Bramlett v. Phillips

OPINION ON MOTION FOR REHEARING

PATRICK A. PIRTLE, Justice.

Remaining convinced that our prior disposition was correct, we deny Appellee’s motion for rehearing with these additional comments. Appellee, Benny P. Phillips, M.D., has filed a motion for rehearing contending that this Court erred in three ways in rendering its judgment and opinion of January 4, 2012.1 First, Appellee contends this Court lacked any jurisdiction to review the trial court’s 2009 judgment. Second, Appellee contends this Court erred in concluding the trial court erred by “vacating” its earlier 2005 judgment. Finally, Appellee contends this Court erred in ordering a recalculation of damages. We write briefly to address Appellee’s misconceptions concerning the judgment of this Court.

Appellate Jurisdiction

Appellee’s motion for rehearing rehashes the same arguments heretofore presented to this Court concerning our jurisdiction in this case. Those issues were fully addressed by this Court’s opinion of September 2, 2010, and we are unpersuaded to change our previous decision.2

Vacated Judgment

Appellee next contends this Court erred in concluding the trial court erred in “vacating” the 2005 judgment. In part, Ap-pellee contends this Court’s opinion of January 4, 2012, conflicts with the Texas Supreme Court’s opinion in In re Columbia Med. Ctr. of Las Colinas, 306 S.W.3d 246, 248 (Tex.2010), because it fails to allow the trial court to give “full effect” to the opinion, judgment and mandate of the Texas Supreme Court in Phillips v. Bram-lett, 288 S.W.3d 876 (Tex.2009). Appellee contends the Supreme Court’s decision cannot be given “full effect” without vacating the “decretal damage paragraphs” contained in the 2005 judgment.3

First, Las Colinas is clearly distinguishable from the case at hand. In Las Coli-nas, following the Supreme Court’s reversal of another portion of the damages award, the trial court refused a defense request to reduce exemplary damages in accordance with the statutory cap requiring that exemplary damages be capped in accordance with a ratio to actual damages. The Supreme Court reasoned that, although their earlier judgment did not specifically address the issue of exemplary damages, the trial court was required, as a matter of law, to reduce exemplary damages in accordance with the statutory cap. Because the trial court abused its discretion by failing to reduce the exemplary damages award in compliance with the statutory cap, it failed to give “full effect” to the Supreme Court’s judgment. Here, the trial court was not faced with a mandatory statutory obligation to delete the “de-cretal damage paragraphs” and their inclusion does not conflict with the Supreme Court’s decision in any way. More importantly, even applying the principles of Las Colinas, vacating the 2005 judgment is not necessary to give full effect to the Supreme Court’s judgment.

*317Recalculation of Damages

Finally, regarding the recalculation of damages, Appellee contends this Court erred in two ways: (1) by requiring the trial court to “extensively calculate or recalculate damages” and (2) by ordering that the date for determination of the statutory cap4 and commencement of post-judgment interest is the date of the original judgment. We will address Appellee’s concerns in reverse order.

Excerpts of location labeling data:
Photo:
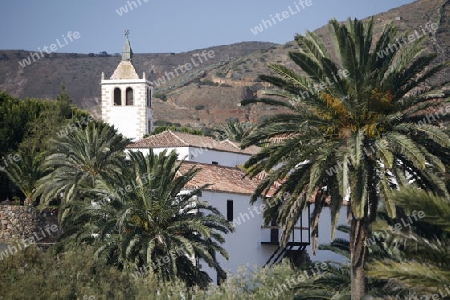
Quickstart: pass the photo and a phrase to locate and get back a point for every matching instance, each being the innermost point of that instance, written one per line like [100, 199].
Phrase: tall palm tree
[351, 130]
[423, 265]
[77, 158]
[146, 220]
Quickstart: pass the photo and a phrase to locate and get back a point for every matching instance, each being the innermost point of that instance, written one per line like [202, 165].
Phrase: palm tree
[424, 246]
[335, 282]
[25, 173]
[77, 158]
[146, 220]
[350, 131]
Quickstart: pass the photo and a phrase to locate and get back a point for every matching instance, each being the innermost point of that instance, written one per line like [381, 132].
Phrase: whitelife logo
[266, 24]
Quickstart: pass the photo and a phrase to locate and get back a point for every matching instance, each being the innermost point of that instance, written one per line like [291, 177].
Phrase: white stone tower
[126, 99]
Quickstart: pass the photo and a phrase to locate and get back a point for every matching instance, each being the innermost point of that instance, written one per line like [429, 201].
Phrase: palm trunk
[358, 236]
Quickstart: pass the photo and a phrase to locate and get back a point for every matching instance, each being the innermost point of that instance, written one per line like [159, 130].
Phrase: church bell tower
[127, 99]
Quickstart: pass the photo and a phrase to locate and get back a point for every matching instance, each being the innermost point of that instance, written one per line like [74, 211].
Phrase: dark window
[129, 94]
[149, 98]
[230, 210]
[117, 96]
[274, 232]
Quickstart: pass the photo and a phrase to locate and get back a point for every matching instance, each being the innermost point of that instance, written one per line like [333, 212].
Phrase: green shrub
[76, 274]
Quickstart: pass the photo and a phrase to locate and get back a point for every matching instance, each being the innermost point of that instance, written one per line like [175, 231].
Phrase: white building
[251, 244]
[127, 99]
[127, 104]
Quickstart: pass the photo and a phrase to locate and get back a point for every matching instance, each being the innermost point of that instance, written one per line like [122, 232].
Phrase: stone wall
[25, 222]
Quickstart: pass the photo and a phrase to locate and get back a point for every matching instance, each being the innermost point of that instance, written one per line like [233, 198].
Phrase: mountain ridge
[210, 93]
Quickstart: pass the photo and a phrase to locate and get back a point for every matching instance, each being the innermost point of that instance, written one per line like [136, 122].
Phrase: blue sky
[166, 26]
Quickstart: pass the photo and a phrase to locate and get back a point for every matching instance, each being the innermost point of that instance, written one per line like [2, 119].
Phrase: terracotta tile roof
[223, 179]
[170, 138]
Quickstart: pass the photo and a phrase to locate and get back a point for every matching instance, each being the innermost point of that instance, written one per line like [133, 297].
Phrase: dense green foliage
[352, 131]
[26, 126]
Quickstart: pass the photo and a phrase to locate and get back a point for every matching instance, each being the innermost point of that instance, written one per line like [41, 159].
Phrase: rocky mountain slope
[210, 92]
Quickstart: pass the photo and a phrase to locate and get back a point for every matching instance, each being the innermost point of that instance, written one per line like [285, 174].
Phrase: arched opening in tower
[117, 97]
[129, 93]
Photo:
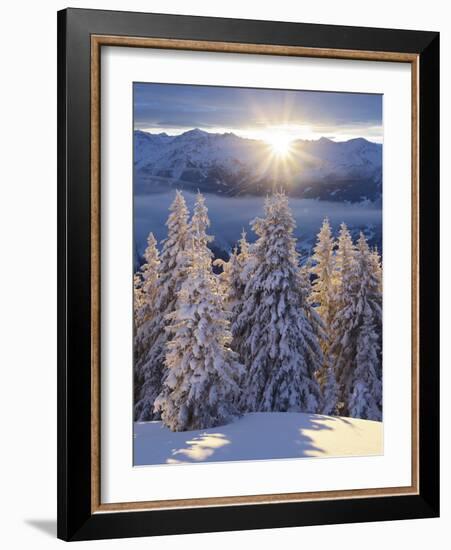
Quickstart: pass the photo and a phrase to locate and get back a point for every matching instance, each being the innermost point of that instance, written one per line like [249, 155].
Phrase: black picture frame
[76, 521]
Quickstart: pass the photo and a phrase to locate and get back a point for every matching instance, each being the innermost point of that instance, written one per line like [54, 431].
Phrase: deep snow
[259, 436]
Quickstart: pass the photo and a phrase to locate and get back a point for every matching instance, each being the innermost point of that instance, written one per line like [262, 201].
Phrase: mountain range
[230, 165]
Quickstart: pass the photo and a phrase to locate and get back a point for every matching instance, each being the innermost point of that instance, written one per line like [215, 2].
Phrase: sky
[257, 113]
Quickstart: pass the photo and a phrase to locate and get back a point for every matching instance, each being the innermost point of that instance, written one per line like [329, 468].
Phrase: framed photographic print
[248, 274]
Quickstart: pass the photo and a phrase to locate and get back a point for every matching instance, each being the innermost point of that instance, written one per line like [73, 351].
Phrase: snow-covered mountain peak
[231, 165]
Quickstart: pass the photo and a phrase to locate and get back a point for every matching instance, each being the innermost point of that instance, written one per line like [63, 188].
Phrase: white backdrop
[28, 274]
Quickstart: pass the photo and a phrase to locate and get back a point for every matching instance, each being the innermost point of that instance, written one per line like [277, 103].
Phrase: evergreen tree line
[266, 334]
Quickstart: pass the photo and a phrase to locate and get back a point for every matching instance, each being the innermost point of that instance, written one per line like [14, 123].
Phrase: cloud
[166, 106]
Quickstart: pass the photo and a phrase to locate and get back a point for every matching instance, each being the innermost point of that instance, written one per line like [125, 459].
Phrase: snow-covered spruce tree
[365, 400]
[279, 340]
[360, 310]
[171, 274]
[145, 291]
[201, 387]
[323, 297]
[235, 273]
[367, 377]
[341, 348]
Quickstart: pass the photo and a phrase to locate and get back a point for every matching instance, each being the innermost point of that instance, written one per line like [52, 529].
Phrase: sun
[280, 143]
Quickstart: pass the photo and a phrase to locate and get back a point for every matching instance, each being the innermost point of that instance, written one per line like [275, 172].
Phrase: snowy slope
[227, 164]
[258, 436]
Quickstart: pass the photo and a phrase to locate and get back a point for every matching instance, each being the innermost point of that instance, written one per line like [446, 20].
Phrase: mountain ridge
[231, 165]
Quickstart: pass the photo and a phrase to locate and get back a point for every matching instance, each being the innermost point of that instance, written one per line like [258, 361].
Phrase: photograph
[257, 276]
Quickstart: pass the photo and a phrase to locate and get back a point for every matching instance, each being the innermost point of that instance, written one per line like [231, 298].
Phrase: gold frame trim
[97, 41]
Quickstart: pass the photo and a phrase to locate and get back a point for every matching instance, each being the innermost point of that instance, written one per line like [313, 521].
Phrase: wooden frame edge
[229, 47]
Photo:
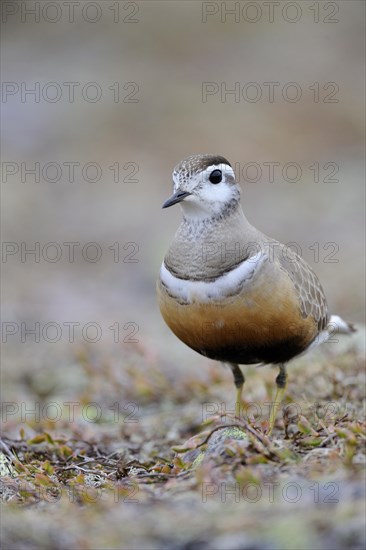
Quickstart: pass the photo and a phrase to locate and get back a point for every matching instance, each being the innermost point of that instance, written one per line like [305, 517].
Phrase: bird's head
[205, 187]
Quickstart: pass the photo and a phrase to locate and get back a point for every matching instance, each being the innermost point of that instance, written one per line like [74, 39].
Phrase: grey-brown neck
[203, 250]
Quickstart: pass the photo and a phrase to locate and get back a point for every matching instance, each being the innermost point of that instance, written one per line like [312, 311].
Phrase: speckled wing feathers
[310, 293]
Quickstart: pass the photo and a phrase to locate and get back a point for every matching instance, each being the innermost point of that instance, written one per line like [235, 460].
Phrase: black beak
[177, 197]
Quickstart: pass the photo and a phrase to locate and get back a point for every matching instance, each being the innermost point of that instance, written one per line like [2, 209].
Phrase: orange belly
[262, 324]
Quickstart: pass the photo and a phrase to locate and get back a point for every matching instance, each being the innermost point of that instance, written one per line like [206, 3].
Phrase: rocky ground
[113, 452]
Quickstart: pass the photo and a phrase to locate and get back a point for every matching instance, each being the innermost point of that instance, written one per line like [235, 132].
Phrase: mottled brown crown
[197, 163]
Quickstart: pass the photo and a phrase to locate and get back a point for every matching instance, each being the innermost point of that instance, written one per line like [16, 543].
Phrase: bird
[230, 292]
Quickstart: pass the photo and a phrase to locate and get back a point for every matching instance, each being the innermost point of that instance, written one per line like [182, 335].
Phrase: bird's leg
[239, 383]
[281, 382]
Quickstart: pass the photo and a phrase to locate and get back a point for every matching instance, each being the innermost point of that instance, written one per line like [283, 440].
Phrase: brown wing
[311, 295]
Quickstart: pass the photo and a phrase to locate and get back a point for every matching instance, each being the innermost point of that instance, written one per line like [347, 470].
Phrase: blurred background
[122, 91]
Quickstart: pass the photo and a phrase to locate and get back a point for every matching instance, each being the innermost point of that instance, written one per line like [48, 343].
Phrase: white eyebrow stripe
[225, 169]
[207, 291]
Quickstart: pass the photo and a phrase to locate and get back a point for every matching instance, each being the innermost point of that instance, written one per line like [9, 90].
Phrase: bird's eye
[215, 176]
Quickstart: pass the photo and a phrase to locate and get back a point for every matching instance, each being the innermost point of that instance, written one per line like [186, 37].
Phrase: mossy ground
[125, 456]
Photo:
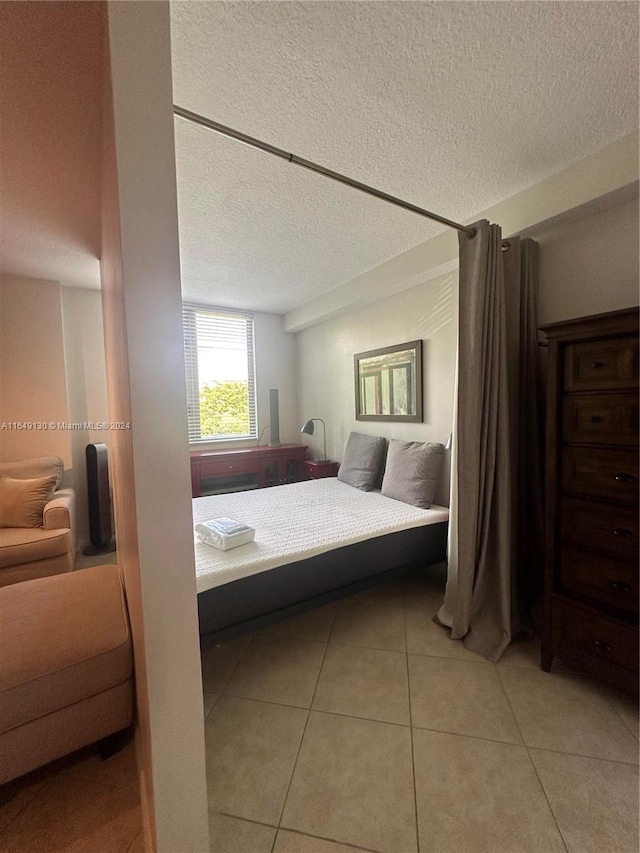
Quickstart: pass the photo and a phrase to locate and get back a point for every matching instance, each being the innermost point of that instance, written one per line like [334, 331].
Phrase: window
[221, 388]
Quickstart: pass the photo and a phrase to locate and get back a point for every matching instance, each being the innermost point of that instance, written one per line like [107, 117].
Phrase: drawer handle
[620, 586]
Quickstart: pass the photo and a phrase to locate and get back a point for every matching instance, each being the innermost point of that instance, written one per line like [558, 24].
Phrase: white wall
[275, 368]
[146, 380]
[86, 386]
[32, 369]
[325, 353]
[590, 265]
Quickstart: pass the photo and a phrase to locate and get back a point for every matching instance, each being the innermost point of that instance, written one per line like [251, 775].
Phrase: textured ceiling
[50, 140]
[452, 106]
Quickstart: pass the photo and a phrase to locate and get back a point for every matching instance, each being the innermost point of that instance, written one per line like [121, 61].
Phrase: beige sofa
[33, 552]
[66, 666]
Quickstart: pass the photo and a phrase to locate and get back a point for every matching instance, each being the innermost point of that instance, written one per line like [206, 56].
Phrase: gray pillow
[412, 472]
[362, 461]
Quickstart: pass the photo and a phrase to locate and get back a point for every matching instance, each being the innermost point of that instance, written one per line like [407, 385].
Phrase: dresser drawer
[599, 365]
[601, 419]
[602, 527]
[229, 465]
[595, 635]
[611, 582]
[601, 473]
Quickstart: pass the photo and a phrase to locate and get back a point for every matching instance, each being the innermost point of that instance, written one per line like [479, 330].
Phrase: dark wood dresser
[218, 471]
[591, 574]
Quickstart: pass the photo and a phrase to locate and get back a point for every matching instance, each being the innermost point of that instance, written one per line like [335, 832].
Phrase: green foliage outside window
[224, 408]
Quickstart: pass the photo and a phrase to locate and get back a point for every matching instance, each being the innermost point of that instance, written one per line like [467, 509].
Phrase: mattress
[296, 522]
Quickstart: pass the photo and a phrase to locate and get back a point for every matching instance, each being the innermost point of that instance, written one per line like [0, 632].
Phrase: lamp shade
[308, 428]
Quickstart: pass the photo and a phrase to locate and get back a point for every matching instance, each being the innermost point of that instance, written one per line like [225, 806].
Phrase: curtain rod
[314, 167]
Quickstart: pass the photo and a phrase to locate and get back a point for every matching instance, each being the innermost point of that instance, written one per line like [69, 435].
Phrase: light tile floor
[362, 726]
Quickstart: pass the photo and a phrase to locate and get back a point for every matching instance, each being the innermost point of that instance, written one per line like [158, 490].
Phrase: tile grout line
[413, 755]
[531, 761]
[304, 731]
[299, 832]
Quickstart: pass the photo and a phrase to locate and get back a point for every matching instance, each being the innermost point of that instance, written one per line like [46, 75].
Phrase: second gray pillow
[362, 461]
[412, 472]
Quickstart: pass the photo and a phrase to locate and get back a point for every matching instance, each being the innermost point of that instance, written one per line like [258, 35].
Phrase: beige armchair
[49, 549]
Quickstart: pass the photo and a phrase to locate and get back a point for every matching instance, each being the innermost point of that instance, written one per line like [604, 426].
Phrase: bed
[315, 541]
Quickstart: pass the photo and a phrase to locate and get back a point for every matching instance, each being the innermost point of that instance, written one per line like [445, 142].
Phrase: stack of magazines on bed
[224, 533]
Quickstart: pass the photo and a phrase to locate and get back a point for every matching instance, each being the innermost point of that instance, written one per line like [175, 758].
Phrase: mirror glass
[389, 383]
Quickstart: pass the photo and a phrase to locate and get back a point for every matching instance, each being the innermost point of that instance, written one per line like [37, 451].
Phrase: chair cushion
[28, 544]
[32, 469]
[64, 638]
[22, 501]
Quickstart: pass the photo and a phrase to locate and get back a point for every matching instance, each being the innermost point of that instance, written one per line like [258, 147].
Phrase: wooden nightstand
[313, 469]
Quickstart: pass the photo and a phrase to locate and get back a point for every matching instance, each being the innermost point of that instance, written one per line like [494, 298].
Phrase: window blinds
[218, 347]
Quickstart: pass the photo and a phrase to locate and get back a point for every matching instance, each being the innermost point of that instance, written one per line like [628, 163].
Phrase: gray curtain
[487, 597]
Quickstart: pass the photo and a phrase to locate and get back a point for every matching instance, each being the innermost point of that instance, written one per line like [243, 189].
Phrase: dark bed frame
[250, 604]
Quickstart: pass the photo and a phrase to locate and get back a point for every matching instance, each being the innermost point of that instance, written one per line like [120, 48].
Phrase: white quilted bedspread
[298, 521]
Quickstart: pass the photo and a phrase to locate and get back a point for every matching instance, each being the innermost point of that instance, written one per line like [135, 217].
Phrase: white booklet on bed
[224, 533]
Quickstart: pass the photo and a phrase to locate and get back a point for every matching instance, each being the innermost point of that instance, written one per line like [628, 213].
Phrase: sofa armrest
[60, 511]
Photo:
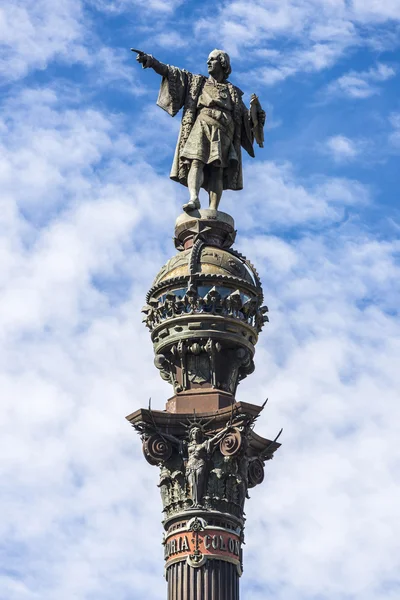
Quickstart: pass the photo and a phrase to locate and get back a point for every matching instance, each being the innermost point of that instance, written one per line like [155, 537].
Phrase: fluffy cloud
[86, 221]
[342, 148]
[361, 84]
[319, 32]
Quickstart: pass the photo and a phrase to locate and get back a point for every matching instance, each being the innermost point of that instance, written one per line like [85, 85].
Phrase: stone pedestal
[204, 312]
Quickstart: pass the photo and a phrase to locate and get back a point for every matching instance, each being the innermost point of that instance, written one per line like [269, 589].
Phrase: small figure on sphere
[215, 126]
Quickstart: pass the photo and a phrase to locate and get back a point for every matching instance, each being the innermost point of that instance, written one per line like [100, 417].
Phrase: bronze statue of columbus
[215, 126]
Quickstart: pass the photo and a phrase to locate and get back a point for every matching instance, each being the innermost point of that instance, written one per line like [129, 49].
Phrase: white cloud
[394, 136]
[318, 33]
[361, 84]
[287, 201]
[34, 32]
[85, 223]
[342, 148]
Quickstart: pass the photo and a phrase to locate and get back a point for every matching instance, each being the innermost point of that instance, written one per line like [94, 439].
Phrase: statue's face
[214, 65]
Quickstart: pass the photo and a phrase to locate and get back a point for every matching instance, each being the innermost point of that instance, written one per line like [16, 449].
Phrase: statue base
[200, 401]
[213, 227]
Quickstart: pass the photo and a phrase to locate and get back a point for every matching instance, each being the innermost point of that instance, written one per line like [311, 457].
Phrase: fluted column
[215, 580]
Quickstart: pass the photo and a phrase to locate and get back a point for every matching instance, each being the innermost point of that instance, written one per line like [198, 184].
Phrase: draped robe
[182, 89]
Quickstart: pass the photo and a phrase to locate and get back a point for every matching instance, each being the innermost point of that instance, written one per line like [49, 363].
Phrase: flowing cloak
[180, 88]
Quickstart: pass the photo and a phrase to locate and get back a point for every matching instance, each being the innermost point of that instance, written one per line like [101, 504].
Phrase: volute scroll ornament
[156, 449]
[231, 443]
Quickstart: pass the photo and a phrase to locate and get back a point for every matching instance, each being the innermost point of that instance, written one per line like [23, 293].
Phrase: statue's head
[195, 434]
[219, 63]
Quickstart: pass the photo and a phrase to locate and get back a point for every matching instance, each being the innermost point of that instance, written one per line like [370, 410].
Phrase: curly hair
[225, 61]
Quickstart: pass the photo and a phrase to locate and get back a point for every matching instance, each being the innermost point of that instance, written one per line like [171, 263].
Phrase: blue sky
[86, 222]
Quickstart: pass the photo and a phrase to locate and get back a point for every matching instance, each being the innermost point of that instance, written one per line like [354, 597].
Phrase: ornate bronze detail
[156, 449]
[231, 443]
[255, 472]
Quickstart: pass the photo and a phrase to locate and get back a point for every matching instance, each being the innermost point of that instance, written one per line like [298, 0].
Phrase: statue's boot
[192, 205]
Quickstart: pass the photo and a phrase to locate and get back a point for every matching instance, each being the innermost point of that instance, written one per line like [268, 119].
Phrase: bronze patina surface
[205, 311]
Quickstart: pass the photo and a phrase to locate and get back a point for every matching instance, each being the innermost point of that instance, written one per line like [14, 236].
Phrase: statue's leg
[216, 186]
[195, 181]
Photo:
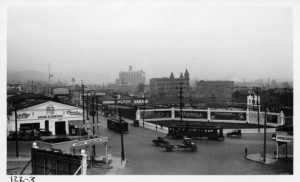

** REQUIREMENT 1 **
Answer these questions using the rehearing opinion above:
(a) What is the date of the judgment and opinion that Appellee's motion challenges?
(b) Which earlier opinion of this Court fully addressed the jurisdiction issues?
(c) In Las Colinas, what did the trial court refuse?
** REQUIREMENT 2 **
Does the rehearing opinion above support each statement? Answer yes or no and quote the words that decide it.
(a) The court grants Appellee's motion for rehearing.
(b) In Las Colinas, the Supreme Court's earlier judgment specifically addressed exemplary damages.
(c) The court will take up Appellee's two recalculation concerns in reverse order.

** RESPONSE 1 **
(a) January 4, 2012.
(b) The opinion of September 2, 2010.
(c) It refused a defense request to reduce exemplary damages in accordance with the statutory cap.

** RESPONSE 2 **
(a) No: "we deny Appellee’s motion for rehearing"
(b) No: "although their earlier judgment did not specifically address the issue of exemplary damages"
(c) Yes: "We will address Appellee’s concerns in reverse order."